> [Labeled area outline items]
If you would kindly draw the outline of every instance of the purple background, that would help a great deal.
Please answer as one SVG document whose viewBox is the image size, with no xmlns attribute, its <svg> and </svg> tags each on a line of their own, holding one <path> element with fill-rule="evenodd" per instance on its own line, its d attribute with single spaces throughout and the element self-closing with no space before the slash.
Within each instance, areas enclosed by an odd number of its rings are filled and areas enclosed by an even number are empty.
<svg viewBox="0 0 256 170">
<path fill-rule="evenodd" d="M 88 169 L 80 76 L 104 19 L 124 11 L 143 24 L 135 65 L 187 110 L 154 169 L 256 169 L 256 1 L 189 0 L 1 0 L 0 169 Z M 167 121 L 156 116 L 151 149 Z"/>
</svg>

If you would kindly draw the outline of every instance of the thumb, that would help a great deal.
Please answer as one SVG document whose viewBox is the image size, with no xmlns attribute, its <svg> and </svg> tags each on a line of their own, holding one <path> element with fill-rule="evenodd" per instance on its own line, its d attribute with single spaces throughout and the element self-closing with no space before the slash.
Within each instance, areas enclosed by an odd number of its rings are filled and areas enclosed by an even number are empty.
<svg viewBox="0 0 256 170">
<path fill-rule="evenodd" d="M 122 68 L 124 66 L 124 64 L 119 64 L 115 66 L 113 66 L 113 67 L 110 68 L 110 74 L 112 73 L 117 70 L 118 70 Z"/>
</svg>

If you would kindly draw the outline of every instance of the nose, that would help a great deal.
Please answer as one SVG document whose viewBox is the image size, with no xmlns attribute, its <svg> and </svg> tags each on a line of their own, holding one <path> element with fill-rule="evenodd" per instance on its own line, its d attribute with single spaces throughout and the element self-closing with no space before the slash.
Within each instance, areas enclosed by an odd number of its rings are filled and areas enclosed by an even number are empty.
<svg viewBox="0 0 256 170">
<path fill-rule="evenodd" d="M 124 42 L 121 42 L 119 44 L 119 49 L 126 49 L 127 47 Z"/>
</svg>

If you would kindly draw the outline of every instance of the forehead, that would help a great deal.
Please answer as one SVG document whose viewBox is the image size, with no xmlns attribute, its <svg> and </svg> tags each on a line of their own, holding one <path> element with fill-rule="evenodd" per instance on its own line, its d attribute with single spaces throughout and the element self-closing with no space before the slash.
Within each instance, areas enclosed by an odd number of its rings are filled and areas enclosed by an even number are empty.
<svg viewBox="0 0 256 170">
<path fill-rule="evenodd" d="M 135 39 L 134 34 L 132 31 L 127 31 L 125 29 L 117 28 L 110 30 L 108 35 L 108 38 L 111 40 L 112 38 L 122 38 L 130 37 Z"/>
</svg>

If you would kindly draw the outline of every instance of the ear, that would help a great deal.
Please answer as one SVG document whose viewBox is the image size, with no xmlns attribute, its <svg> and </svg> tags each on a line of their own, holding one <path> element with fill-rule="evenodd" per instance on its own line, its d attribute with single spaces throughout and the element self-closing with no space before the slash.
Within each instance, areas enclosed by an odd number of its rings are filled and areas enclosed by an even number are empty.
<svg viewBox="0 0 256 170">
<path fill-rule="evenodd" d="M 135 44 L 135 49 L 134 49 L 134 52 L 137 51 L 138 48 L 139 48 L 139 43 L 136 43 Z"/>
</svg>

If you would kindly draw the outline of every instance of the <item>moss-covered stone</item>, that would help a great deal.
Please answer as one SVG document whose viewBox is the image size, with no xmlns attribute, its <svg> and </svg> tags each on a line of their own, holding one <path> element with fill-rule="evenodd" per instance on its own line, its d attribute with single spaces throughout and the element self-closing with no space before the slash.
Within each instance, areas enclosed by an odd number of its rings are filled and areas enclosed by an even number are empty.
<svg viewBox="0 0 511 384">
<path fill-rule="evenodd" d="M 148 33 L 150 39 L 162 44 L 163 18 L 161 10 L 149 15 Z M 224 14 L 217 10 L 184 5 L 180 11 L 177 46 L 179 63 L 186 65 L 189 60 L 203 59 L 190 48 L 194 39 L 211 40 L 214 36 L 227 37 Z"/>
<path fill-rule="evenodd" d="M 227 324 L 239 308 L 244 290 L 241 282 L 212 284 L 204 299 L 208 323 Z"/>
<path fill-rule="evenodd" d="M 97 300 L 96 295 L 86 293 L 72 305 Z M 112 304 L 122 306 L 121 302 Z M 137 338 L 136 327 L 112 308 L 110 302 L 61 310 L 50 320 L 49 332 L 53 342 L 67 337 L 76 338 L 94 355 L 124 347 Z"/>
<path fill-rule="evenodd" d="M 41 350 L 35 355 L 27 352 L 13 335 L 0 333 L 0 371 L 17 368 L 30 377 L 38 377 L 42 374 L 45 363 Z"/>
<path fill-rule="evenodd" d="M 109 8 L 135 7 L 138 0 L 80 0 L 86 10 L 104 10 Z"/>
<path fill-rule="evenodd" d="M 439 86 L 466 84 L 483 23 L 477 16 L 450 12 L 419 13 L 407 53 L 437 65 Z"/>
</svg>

> [TASK OBJECTIVE]
Count the lines in the items above that contain the string "covered". Reply with the number alone.

> [SOLUTION BELOW]
1